Brief> State how many lines of the material contain the string "target", counting only matches with the same letter case, and reply with the number alone.

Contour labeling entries
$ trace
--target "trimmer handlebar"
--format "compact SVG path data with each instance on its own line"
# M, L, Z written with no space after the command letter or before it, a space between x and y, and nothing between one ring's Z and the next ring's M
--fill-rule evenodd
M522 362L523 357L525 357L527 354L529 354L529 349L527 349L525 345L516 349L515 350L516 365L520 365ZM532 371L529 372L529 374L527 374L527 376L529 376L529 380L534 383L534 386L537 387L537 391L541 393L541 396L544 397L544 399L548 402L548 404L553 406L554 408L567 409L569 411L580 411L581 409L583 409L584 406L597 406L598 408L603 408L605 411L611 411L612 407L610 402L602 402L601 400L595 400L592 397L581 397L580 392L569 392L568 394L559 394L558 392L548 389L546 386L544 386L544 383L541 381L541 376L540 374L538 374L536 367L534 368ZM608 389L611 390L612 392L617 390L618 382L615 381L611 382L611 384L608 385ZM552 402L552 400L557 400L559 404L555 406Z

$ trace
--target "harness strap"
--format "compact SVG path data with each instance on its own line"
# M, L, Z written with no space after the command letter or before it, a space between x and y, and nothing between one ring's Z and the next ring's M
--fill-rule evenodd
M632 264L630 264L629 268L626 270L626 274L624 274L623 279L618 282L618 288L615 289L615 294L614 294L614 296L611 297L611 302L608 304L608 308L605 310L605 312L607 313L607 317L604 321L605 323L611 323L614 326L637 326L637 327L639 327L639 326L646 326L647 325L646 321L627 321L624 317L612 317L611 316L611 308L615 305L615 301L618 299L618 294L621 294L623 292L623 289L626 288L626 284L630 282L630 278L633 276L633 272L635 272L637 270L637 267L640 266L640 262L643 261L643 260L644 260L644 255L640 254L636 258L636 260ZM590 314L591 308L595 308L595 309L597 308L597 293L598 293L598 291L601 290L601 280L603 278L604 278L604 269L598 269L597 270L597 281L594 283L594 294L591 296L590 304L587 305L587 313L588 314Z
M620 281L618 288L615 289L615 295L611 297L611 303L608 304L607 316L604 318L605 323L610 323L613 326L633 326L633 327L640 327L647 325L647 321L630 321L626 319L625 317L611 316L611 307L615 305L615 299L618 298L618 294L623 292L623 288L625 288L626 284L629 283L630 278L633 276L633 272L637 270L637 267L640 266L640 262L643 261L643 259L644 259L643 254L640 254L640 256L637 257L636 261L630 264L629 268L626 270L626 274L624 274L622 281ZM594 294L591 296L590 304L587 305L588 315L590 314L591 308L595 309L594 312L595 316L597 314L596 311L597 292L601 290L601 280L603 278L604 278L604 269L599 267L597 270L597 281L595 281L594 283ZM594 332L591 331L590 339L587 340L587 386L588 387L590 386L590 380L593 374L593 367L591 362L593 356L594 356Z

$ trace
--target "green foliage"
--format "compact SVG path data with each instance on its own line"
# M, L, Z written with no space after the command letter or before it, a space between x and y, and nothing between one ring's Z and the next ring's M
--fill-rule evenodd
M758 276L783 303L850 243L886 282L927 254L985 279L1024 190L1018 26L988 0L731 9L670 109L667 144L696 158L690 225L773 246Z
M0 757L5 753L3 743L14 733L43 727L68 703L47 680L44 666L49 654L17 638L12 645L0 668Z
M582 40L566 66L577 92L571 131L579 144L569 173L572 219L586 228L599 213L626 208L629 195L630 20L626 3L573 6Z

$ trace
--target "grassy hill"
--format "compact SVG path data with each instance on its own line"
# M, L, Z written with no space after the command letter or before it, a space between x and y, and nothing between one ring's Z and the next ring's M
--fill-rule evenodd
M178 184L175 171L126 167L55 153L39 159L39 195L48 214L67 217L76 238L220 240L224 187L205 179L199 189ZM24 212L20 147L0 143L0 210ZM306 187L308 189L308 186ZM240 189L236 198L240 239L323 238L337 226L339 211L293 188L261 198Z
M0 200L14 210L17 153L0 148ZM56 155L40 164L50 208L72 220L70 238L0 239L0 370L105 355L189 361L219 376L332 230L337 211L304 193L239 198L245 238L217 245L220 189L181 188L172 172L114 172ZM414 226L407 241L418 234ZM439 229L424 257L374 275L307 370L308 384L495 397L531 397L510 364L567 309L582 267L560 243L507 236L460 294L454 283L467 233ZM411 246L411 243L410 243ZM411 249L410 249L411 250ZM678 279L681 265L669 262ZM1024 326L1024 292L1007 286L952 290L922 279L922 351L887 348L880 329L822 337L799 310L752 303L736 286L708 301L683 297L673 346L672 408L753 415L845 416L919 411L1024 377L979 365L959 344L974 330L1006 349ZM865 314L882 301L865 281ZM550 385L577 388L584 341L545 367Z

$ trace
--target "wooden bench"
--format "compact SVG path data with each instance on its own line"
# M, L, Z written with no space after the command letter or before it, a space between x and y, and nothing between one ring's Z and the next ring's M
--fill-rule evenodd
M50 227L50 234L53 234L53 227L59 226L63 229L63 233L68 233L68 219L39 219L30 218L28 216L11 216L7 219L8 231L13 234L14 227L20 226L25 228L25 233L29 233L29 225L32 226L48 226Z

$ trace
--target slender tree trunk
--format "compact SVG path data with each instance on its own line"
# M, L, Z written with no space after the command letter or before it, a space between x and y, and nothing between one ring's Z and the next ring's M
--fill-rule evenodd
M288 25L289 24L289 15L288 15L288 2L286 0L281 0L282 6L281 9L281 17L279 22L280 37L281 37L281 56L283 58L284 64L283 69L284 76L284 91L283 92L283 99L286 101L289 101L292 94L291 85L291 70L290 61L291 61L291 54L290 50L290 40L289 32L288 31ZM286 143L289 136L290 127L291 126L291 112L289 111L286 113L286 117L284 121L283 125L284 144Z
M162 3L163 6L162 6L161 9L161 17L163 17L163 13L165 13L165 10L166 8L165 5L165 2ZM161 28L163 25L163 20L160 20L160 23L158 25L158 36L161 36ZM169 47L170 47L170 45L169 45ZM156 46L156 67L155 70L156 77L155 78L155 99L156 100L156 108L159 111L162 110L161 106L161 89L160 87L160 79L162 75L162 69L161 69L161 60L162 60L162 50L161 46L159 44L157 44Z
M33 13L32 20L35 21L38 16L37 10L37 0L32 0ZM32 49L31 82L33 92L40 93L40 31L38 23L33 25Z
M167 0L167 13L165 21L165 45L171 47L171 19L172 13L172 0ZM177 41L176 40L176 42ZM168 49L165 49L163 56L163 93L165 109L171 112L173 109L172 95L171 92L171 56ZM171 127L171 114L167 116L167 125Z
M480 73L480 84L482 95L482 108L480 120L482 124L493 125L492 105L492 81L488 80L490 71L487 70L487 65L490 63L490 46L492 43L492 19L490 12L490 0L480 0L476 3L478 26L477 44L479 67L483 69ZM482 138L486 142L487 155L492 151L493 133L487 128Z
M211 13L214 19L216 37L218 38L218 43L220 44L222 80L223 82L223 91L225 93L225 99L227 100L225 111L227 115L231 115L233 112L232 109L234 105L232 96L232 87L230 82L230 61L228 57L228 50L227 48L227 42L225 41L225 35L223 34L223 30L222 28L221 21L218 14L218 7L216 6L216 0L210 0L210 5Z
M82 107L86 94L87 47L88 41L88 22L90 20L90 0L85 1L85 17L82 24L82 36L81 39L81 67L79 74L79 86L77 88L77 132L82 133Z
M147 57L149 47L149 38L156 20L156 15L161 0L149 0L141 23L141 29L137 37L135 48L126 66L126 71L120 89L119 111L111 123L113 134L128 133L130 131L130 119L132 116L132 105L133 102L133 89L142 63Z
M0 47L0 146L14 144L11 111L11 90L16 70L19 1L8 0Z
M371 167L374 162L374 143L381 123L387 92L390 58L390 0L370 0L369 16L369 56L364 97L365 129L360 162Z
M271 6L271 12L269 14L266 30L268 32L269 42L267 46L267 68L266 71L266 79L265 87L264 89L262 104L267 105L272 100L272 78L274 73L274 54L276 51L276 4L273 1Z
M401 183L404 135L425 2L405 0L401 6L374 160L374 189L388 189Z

Exercise answer> 6